Görev: Metin bloğuna göre 12. Uluslararası Exil Film Festivali hangi filmin gösterimiyle açılacak?

‘Göteborg Uluslararası Exil Film Festivali’nin teması Kürdistan

İsveç’in Göteborg ilinde 6 Kasım’da yönetmenliğini Reha Erdem’in yaptığı ‘Jin’ filminin gösterimiyle başlayacak ve 12 Kasım’a sürecek olan ‘12. Uluslararası Exil Film Festivali’nin ana teması Kürdistan olarak belirlendi.

İsveç’in Göteborg ilinde 6 Kasım’da yönetmenliğini Reha Erdem’in yaptığı ‘Jin’ filminin gösterimiyle başlayacak ve 12 Kasım’a sürecek olan ‘12. Uluslararası Exil Film Festivali’nin ana teması Kürdistan olarak belirlendi.

Festivalde Kürdistan ve Kürtleri konu alan filmlerin yanı sıra Arap ülkelerindeki feminist hareketleri, dünyanın değişik ülkelerinde ulusal ve sosyal kurtuluş mücadelesine silahlarıyla katılan kadınları ve politik tutsakların yaşam ve sorunlarını perdeye yansıtacak 74 film gösterilecek.

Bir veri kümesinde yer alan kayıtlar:
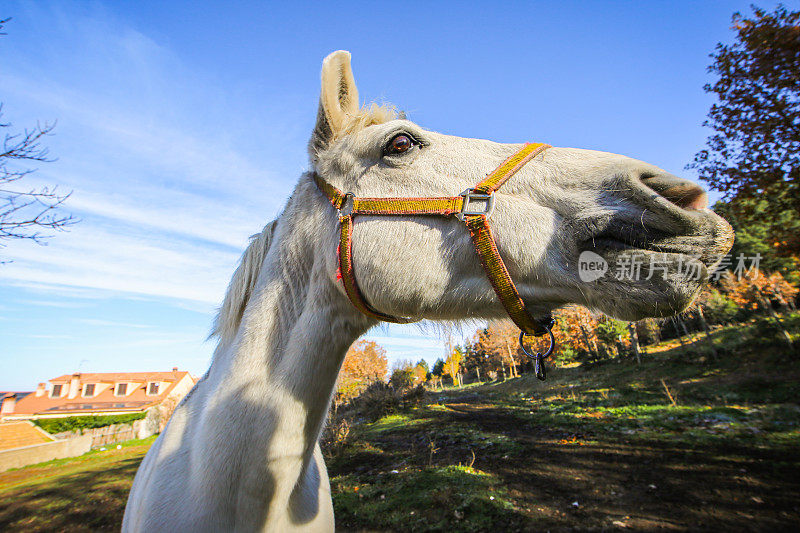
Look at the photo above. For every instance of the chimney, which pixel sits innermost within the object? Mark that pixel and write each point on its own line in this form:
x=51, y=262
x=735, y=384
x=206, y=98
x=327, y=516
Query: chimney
x=74, y=385
x=7, y=405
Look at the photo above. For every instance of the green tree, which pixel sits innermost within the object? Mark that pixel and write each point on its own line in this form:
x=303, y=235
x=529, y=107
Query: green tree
x=610, y=332
x=755, y=150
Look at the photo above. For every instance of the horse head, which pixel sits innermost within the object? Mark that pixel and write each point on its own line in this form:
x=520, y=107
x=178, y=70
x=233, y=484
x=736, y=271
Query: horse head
x=573, y=226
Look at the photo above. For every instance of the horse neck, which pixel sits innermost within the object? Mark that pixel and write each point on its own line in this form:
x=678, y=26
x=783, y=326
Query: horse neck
x=277, y=376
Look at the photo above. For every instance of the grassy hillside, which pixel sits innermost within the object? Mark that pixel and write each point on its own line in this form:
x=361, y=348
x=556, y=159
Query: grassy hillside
x=713, y=446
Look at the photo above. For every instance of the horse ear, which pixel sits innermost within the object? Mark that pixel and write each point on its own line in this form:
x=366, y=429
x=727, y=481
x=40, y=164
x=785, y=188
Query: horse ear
x=338, y=100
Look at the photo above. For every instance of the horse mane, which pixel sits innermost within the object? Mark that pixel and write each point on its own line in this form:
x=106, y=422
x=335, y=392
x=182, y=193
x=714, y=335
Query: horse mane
x=244, y=279
x=242, y=284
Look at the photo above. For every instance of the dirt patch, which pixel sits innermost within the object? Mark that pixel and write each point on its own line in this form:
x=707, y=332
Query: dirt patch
x=563, y=483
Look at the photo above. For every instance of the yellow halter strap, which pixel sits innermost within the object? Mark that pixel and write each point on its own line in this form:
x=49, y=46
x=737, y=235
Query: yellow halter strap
x=462, y=207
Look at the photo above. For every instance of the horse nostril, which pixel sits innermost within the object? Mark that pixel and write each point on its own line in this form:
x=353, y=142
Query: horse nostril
x=682, y=193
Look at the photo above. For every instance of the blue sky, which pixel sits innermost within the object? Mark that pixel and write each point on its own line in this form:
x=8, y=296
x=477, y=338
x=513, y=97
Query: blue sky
x=182, y=129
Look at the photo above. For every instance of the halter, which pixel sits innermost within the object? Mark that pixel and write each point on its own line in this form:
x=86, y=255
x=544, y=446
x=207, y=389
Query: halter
x=472, y=207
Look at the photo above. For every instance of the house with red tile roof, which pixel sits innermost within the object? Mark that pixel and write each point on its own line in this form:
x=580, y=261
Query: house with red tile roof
x=82, y=394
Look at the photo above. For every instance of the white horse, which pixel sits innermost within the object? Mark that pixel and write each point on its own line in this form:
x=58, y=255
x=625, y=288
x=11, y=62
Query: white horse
x=240, y=452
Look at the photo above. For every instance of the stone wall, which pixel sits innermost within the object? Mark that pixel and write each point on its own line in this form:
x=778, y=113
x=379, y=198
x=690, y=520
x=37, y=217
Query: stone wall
x=138, y=429
x=38, y=453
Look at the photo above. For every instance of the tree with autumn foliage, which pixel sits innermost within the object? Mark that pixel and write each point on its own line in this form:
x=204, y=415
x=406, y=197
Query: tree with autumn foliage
x=452, y=365
x=761, y=291
x=498, y=344
x=364, y=363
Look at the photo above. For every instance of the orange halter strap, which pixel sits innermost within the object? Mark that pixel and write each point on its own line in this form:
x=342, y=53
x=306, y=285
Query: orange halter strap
x=473, y=206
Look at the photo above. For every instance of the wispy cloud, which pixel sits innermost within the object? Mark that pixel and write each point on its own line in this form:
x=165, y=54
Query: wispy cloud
x=112, y=323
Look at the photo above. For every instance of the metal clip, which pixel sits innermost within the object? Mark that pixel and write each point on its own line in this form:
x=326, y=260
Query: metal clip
x=538, y=359
x=470, y=196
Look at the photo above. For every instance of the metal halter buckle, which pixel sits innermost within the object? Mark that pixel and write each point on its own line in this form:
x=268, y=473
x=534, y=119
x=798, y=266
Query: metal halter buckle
x=347, y=205
x=470, y=196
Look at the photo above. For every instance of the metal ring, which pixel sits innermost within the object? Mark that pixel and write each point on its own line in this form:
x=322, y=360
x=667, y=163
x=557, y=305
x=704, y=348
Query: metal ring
x=549, y=348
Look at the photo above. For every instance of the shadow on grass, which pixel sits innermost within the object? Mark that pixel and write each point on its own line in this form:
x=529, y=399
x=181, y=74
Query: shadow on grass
x=90, y=500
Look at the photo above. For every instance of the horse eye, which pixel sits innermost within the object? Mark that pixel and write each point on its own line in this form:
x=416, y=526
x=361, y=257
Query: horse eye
x=399, y=144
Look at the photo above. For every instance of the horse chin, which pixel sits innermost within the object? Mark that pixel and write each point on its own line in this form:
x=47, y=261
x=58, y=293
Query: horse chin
x=645, y=284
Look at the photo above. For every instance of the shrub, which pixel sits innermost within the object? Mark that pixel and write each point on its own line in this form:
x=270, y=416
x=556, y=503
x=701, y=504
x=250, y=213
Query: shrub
x=79, y=423
x=402, y=378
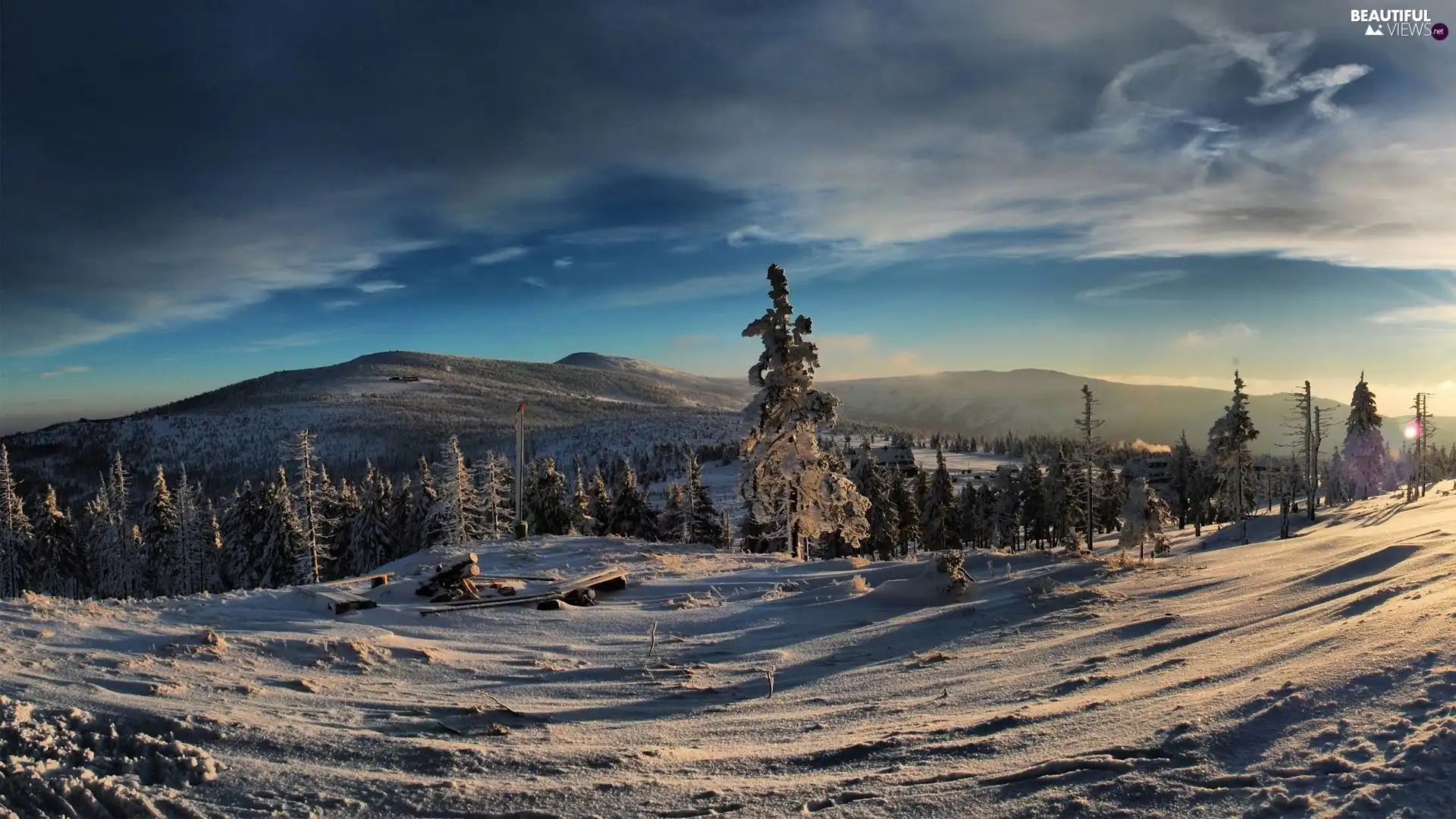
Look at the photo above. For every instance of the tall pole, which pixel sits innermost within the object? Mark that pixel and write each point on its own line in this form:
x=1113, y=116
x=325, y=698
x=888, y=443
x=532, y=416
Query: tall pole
x=520, y=465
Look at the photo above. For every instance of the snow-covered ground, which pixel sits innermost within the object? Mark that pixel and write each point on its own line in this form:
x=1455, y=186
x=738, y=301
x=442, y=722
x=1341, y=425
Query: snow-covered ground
x=1312, y=676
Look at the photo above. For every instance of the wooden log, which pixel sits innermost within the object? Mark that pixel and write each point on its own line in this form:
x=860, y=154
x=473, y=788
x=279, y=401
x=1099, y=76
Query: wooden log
x=341, y=601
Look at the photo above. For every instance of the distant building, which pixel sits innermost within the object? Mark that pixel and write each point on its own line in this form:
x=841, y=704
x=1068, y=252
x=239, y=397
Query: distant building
x=896, y=458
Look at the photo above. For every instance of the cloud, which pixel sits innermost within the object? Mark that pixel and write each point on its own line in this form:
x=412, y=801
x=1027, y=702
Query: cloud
x=1130, y=283
x=1114, y=129
x=501, y=256
x=1223, y=335
x=286, y=341
x=379, y=286
x=1417, y=315
x=71, y=371
x=747, y=235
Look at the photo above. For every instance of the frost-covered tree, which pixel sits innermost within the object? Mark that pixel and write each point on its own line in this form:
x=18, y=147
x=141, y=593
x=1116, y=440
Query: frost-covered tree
x=582, y=522
x=492, y=477
x=631, y=515
x=1366, y=461
x=1144, y=515
x=15, y=529
x=1229, y=447
x=309, y=504
x=452, y=518
x=704, y=519
x=159, y=532
x=673, y=522
x=370, y=532
x=883, y=518
x=55, y=566
x=785, y=479
x=938, y=518
x=599, y=502
x=546, y=503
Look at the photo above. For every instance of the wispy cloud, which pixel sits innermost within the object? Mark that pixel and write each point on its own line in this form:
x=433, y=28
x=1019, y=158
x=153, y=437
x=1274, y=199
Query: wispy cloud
x=1130, y=283
x=379, y=286
x=1223, y=335
x=72, y=371
x=501, y=256
x=1417, y=315
x=748, y=234
x=286, y=341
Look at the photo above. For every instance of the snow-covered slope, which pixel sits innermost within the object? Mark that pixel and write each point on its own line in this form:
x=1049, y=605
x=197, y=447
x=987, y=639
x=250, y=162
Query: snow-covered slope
x=392, y=409
x=1312, y=676
x=1046, y=403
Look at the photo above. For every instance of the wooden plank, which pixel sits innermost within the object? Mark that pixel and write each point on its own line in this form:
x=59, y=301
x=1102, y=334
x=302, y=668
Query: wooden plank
x=341, y=601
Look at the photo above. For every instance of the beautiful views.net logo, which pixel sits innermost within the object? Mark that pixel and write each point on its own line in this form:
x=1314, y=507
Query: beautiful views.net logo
x=1400, y=22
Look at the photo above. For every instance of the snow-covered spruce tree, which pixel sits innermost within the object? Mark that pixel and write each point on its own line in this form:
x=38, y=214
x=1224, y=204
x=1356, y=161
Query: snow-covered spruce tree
x=286, y=544
x=883, y=539
x=1008, y=507
x=159, y=532
x=599, y=502
x=370, y=534
x=57, y=566
x=1366, y=461
x=450, y=521
x=548, y=507
x=1090, y=449
x=1144, y=516
x=938, y=519
x=492, y=479
x=582, y=522
x=673, y=522
x=785, y=480
x=908, y=512
x=309, y=504
x=1229, y=445
x=15, y=531
x=704, y=521
x=1033, y=503
x=631, y=515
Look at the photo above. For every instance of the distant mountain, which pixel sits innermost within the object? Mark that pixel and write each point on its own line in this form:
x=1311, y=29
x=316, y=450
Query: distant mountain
x=989, y=403
x=391, y=409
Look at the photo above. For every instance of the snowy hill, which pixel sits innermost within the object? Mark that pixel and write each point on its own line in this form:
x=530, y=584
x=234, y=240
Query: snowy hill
x=1046, y=403
x=392, y=409
x=1312, y=676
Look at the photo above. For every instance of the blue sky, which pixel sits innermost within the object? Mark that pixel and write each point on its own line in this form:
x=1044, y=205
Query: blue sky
x=200, y=194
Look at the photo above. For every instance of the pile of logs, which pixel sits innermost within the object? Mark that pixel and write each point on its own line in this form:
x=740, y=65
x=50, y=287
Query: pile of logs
x=455, y=582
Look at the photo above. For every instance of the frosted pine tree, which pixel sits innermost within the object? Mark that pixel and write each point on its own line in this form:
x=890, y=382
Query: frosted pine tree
x=704, y=521
x=57, y=566
x=938, y=518
x=309, y=506
x=159, y=534
x=883, y=518
x=1144, y=518
x=673, y=523
x=785, y=482
x=582, y=522
x=546, y=503
x=370, y=532
x=599, y=502
x=1366, y=461
x=15, y=531
x=1229, y=445
x=631, y=515
x=450, y=519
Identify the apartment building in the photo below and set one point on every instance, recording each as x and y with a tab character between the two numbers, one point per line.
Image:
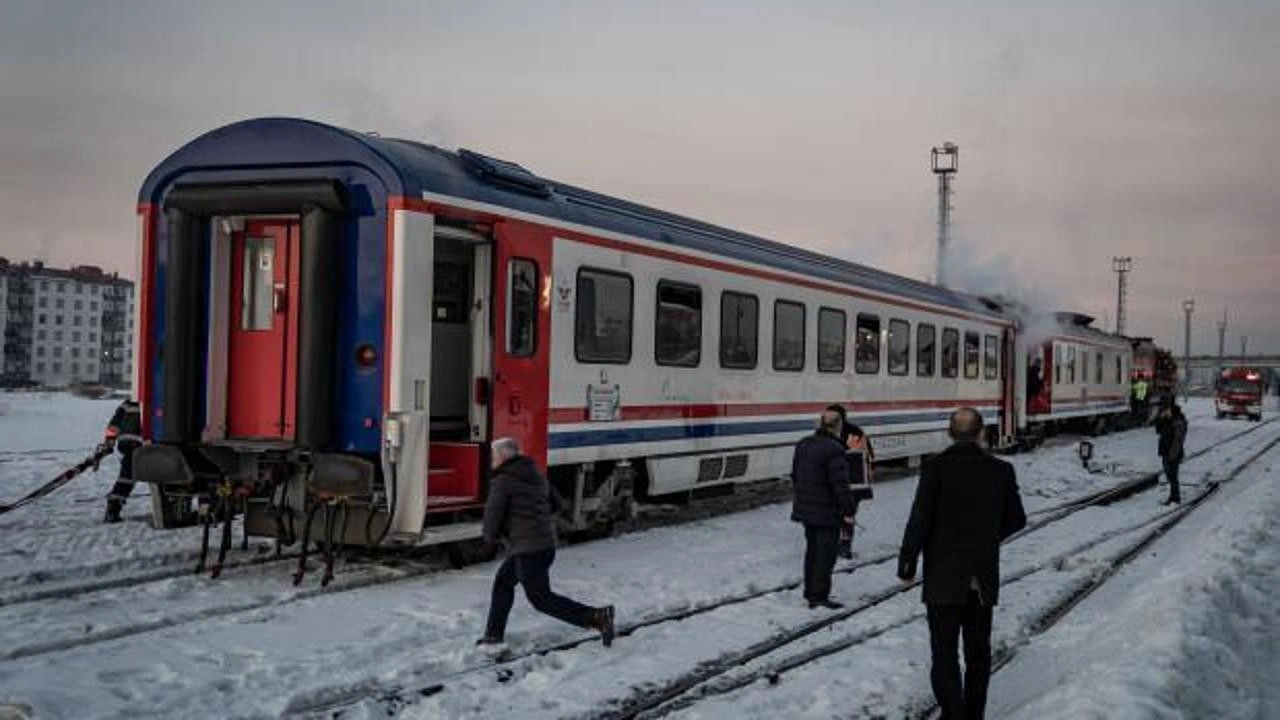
67	326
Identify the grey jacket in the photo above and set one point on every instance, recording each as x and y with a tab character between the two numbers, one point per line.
521	507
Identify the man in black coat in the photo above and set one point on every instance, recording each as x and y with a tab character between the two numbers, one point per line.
521	514
822	501
1171	428
965	505
859	455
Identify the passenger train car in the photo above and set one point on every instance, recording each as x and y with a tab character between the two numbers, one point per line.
334	317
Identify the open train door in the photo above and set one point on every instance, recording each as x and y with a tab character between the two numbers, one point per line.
261	373
1011	384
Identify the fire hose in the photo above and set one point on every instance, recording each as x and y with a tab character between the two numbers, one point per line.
68	475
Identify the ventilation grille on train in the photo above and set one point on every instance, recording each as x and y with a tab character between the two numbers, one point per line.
709	469
735	465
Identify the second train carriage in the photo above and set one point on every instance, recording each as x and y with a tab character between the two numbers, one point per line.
332	314
1078	377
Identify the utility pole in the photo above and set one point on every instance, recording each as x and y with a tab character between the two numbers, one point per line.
1188	306
946	162
1121	267
1221	342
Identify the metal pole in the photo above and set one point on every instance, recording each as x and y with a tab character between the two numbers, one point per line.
1188	305
945	162
944	224
1121	267
1221	343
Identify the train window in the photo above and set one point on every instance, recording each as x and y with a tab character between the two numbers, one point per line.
679	332
257	281
603	318
831	340
867	338
950	352
926	350
521	308
787	336
899	347
991	358
740	315
970	355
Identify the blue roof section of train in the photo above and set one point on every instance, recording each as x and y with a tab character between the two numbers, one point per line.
264	147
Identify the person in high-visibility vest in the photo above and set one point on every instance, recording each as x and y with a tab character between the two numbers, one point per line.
1138	405
123	433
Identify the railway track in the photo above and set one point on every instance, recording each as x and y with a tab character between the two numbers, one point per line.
722	675
393	697
241	600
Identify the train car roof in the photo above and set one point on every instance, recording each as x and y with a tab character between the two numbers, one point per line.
410	168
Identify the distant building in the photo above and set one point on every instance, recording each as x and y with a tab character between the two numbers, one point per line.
64	327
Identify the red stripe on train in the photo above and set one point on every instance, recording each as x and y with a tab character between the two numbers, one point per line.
560	415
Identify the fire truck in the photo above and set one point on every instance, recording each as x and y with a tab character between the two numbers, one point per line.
1239	392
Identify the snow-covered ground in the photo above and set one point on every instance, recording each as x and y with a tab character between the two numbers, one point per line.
248	643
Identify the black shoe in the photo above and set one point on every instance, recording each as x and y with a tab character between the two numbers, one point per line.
602	619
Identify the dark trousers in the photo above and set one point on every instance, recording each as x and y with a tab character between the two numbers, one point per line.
819	560
124	483
530	570
1175	492
946	623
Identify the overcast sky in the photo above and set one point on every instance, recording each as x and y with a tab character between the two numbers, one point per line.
1086	128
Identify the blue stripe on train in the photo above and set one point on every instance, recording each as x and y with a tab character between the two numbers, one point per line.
662	433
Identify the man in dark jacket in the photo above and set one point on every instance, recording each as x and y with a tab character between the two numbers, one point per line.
965	505
822	501
1171	428
123	432
859	455
521	514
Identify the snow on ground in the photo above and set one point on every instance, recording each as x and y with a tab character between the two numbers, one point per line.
1191	629
41	434
206	656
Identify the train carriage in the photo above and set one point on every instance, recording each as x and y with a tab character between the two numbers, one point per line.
329	317
1078	377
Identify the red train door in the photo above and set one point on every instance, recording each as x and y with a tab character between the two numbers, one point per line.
521	369
263	361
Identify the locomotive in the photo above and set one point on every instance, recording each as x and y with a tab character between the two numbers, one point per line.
332	318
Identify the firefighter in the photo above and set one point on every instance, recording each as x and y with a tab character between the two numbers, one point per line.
123	433
1138	405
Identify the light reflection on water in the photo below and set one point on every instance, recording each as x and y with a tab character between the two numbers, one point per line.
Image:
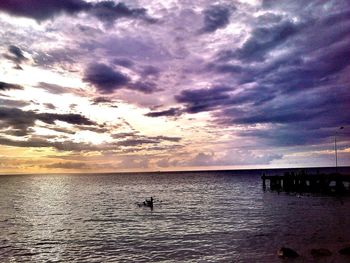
203	217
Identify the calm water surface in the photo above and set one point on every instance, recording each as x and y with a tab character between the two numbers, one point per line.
203	217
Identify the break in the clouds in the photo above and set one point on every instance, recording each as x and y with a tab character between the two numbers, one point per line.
167	85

Görev yanıtı: Festival, yönetmenliğini Reha Erdem'in yaptığı 'Jin' filminin gösterimiyle açılacak.